• **EXTRAIT FOURNI**
####
Les engagements non tenus du gouvernement

Le gouvernement dirigé par Nawaf Salam, en poste depuis plusieurs mois, avait annoncé une série de réformes destinées à restaurer la confiance. Parmi les axes majeurs figuraient la restructuration du secteur bancaire, la réforme de la fiscalité, la lutte contre la corruption et l’amélioration des services publics. Ces annonces, répétées à plusieurs reprises lors de conférences de presse et dans les déclarations officielles, n’ont pas connu de traduction législative ou réglementaire significative.

Sur le plan économique, le flou demeure autour des étapes réelles de la restructuration du système financier. Aucun plan détaillé n’a été présenté au Parlement, et les négociations avec les bailleurs de fonds restent au point mort. L’audit complet de la Banque du Liban, promis à plusieurs reprises, a été repoussé. Des commissions ont bien été créées, mais leur mandat reste vague et sans calendrier opérationnel.

Plus concrètement encore, la question des salaires des fonctionnaires est devenue un point de cristallisation. L’indexation des rémunérations à l’inflation, réclamée par les syndicats depuis plusieurs mois, n’a toujours pas été adoptée. Cette absence d’ajustement a provoqué une détérioration brutale du pouvoir d’achat des employés publics. Malgré les déclarations du Premier ministre en faveur d’une « juste réévaluation », aucun projet de loi n’a été soumis au vote. Cette inaction alimente un sentiment d’abandon.

Face à ce vide politique, le terme de « gouvernance par l’attente » s’est imposé dans plusieurs milieux professionnels et syndicaux. Il désigne une stratégie d’immobilisme où les décisions sont indéfiniment repoussées, sans opposition frontale, mais sans mise en œuvre réelle. Ce mode opératoire contribue à une lente érosion de la crédibilité de l’exécutif.

Une opinion publique désabusée

L’impact de cette inertie est perceptible dans l’opinion publique. Les sondages réalisés ces dernières semaines indiquent une baisse significative de la confiance dans les institutions exécutives. Le Premier ministre, pourtant accueilli avec un certain espoir à sa nomination, voit sa cote de popularité s’éroder. Le président de la République, Joseph Aoun, reste lui aussi perçu comme peu en capacité d’imposer un agenda réformateur.
####
• **CONSIGNE ÉCRITE 1**
Condensez sous forme de liste le paragraphe de l'extrait sur les engagements du gouvernement qui commence par « Sur le plan économique ». Gardez ses faits principaux.
####
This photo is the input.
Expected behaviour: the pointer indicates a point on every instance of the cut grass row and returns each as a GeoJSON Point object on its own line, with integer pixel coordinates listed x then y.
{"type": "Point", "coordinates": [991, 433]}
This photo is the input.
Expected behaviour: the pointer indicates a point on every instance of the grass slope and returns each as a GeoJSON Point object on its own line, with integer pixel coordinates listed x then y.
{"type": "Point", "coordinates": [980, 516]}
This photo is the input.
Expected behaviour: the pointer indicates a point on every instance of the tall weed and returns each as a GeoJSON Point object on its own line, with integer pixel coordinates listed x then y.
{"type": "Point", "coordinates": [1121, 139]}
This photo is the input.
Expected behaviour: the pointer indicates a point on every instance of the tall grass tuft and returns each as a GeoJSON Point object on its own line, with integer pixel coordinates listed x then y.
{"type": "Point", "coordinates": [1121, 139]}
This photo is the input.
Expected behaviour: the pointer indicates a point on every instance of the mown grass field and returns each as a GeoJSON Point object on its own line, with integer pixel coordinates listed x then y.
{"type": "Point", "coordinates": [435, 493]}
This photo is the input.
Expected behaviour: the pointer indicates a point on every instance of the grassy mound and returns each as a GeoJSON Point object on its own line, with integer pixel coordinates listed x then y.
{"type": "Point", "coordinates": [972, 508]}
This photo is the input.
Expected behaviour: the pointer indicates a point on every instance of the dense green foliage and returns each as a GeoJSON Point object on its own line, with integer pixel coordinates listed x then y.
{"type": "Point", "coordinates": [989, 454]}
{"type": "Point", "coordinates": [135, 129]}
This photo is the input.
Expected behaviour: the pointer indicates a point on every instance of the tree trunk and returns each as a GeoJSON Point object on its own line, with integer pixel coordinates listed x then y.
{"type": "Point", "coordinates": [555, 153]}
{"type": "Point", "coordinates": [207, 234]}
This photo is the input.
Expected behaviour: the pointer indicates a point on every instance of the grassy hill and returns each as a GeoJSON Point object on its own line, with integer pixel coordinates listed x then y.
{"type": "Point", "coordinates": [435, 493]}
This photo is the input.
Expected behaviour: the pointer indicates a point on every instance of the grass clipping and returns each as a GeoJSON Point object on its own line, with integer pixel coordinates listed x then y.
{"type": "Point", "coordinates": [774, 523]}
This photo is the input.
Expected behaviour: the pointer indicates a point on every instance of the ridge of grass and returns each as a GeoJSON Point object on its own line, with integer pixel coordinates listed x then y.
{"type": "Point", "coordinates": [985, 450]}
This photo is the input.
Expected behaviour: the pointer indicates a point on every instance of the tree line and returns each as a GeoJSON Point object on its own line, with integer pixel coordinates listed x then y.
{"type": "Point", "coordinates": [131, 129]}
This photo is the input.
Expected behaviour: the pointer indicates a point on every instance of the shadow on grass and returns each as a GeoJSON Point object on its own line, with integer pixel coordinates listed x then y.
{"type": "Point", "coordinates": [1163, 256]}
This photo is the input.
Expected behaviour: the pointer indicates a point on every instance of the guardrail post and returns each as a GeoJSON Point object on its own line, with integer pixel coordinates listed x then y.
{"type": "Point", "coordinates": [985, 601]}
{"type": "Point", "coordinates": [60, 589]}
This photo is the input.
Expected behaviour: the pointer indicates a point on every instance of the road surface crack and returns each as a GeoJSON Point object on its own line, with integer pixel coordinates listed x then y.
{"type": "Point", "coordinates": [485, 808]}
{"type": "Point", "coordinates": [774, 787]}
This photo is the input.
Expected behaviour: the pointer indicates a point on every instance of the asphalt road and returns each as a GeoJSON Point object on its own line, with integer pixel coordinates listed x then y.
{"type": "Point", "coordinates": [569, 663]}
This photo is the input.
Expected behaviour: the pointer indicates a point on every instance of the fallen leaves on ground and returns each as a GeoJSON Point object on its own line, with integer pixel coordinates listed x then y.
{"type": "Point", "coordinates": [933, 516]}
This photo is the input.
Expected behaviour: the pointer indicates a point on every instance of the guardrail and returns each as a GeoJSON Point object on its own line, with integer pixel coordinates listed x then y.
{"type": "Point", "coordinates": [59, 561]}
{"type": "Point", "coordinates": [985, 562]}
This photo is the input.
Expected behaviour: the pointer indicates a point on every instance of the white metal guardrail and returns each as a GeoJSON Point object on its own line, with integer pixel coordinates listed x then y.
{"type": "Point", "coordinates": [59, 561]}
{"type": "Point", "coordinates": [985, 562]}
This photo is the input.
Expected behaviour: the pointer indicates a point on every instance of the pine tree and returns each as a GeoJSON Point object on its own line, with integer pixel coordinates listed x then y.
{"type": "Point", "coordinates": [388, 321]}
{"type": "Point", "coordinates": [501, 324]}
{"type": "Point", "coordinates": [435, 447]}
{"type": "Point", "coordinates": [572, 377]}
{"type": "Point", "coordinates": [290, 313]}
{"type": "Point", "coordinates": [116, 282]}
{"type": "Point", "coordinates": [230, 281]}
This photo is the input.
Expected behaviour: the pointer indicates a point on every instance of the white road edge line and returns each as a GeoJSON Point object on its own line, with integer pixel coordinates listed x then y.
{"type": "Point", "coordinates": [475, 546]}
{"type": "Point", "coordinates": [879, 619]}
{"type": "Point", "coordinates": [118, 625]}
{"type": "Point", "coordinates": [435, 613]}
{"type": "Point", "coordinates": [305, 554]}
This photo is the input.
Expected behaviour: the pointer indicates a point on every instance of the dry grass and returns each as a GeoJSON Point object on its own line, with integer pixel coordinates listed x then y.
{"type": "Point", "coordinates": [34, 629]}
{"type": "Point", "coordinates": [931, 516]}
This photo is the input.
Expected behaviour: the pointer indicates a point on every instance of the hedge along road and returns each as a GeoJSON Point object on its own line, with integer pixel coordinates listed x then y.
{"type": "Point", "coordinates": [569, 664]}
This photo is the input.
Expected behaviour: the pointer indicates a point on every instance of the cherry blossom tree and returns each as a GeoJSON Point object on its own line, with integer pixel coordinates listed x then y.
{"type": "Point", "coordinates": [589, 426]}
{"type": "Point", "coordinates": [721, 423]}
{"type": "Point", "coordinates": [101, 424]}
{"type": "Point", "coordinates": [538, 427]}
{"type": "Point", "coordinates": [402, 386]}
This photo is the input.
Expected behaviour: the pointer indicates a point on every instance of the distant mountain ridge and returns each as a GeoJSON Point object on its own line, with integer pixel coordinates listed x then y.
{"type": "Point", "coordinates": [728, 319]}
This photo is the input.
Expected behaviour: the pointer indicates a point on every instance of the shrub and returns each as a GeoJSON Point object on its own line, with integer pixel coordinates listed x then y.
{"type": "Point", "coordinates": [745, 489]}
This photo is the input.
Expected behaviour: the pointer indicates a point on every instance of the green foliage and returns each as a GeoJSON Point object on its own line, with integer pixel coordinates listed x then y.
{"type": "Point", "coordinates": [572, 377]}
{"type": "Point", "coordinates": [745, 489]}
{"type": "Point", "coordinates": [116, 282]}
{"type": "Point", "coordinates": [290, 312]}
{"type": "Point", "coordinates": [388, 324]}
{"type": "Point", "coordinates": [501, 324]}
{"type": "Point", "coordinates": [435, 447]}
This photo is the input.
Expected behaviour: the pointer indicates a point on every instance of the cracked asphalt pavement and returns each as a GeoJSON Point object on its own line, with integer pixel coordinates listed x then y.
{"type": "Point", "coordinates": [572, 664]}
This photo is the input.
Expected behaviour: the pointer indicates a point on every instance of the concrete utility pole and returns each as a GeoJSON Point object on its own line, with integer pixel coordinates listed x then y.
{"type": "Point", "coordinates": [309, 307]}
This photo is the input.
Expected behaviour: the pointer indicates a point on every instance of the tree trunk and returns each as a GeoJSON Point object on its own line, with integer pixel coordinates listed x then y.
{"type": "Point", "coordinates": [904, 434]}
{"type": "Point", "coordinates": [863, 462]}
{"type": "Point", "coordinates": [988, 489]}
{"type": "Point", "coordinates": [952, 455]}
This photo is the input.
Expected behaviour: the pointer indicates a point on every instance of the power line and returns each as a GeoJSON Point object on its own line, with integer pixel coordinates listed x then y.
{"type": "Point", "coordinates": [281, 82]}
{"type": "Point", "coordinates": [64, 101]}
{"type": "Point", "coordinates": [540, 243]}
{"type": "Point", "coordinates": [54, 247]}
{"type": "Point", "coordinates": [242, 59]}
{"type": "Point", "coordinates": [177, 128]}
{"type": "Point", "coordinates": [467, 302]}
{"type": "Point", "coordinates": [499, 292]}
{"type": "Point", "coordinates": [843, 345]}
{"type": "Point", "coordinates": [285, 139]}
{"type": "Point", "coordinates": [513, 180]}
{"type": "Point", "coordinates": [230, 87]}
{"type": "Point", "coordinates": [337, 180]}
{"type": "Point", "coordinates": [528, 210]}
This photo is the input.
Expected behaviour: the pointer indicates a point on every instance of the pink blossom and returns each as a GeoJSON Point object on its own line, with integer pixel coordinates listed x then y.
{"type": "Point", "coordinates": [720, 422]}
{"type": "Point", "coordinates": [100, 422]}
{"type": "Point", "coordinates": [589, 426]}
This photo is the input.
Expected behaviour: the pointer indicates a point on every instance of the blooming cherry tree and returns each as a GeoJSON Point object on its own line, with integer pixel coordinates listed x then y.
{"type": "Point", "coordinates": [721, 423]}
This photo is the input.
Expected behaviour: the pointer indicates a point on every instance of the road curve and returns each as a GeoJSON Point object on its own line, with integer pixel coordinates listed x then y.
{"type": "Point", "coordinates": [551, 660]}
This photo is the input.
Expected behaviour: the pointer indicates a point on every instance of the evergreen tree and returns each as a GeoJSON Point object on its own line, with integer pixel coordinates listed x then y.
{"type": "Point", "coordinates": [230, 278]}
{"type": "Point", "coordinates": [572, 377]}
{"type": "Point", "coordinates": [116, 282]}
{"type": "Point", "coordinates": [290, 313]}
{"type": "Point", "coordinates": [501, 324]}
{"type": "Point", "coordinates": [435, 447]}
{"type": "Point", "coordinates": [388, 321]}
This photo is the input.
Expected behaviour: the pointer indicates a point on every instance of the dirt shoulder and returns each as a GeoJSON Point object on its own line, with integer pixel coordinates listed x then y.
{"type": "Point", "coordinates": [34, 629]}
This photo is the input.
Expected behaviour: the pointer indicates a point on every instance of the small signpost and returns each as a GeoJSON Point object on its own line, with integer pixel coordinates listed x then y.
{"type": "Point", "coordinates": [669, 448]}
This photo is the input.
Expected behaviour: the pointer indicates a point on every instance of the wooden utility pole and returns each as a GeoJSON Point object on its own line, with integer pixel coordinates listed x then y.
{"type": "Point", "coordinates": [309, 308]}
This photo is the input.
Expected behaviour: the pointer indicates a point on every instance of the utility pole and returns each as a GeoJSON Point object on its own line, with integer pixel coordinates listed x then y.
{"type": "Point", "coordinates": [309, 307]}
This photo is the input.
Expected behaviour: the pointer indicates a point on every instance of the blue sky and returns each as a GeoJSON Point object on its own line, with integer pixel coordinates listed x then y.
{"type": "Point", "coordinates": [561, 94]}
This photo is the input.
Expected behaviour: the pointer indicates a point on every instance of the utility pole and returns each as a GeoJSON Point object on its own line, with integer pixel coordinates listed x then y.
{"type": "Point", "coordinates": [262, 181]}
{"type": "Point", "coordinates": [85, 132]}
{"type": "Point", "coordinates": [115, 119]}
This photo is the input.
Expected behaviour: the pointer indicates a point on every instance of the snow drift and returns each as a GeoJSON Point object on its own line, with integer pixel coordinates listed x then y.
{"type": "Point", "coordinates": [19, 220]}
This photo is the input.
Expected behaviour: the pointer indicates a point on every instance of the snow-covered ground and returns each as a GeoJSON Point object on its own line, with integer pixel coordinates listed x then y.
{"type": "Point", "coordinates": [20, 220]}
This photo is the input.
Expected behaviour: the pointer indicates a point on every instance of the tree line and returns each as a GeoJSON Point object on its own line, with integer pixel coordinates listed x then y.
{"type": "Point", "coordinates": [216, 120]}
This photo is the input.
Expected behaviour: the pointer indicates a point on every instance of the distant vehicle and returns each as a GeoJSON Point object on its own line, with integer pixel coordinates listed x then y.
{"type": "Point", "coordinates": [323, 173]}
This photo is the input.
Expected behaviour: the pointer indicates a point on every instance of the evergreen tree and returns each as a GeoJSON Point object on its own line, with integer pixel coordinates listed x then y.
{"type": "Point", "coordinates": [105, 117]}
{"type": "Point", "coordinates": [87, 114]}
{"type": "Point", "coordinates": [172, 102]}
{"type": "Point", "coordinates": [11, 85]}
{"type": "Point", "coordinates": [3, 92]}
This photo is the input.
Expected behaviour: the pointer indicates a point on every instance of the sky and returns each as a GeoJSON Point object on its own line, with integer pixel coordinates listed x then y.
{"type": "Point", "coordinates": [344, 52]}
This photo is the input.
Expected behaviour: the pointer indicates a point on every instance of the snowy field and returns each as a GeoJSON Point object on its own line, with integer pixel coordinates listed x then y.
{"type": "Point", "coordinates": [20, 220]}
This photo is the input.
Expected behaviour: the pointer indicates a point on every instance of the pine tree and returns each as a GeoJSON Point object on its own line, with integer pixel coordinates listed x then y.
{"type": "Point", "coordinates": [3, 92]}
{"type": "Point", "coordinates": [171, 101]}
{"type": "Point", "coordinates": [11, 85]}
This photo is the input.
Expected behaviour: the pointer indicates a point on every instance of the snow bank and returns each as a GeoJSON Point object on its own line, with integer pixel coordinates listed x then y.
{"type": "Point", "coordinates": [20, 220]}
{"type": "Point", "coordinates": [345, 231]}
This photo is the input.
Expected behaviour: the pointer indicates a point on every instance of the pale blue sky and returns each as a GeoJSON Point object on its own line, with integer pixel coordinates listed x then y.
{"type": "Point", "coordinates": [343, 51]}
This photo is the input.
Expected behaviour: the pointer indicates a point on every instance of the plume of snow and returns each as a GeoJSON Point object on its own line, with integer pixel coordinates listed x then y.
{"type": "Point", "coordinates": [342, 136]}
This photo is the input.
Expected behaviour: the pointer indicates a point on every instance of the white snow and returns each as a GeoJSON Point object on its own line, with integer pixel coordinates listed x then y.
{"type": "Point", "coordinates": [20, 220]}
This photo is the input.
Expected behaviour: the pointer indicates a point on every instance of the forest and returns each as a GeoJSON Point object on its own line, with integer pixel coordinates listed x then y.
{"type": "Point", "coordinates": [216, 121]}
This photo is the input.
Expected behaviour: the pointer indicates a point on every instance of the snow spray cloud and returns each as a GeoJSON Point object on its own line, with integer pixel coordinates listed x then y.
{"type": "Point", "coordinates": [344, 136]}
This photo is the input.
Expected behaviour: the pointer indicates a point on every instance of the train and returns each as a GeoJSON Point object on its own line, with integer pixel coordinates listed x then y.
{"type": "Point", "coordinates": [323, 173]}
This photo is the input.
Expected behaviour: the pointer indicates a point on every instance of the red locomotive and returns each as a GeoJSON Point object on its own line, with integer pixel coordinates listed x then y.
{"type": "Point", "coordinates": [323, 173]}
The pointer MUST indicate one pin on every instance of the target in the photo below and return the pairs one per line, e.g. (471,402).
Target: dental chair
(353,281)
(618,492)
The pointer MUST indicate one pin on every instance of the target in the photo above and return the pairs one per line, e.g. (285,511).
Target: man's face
####
• **CONSIGNE ÉCRITE 2**
Recopiez à l'identique les lignes des enregistrements, en partant du début des enregistrements et en terminant par la ligne qui contient « the cut grass ».

• **RÉPONSE ÉCRITE 1**
- Les étapes réelles de la restructuration du système financier restent floues.
- Aucun plan détaillé n'a été présenté au Parlement.
- Les négociations avec les bailleurs de fonds sont au point mort.
- L'audit complet de la Banque du Liban, promis à plusieurs reprises, a été repoussé.
- Des commissions ont été créées, mais leur mandat reste vague et sans calendrier opérationnel.

• **RÉPONSE ÉCRITE 2**
This photo is the input.
Expected behaviour: the pointer indicates a point on every instance of the cut grass row and returns each as a GeoJSON Point object on its own line, with integer pixel coordinates listed x then y.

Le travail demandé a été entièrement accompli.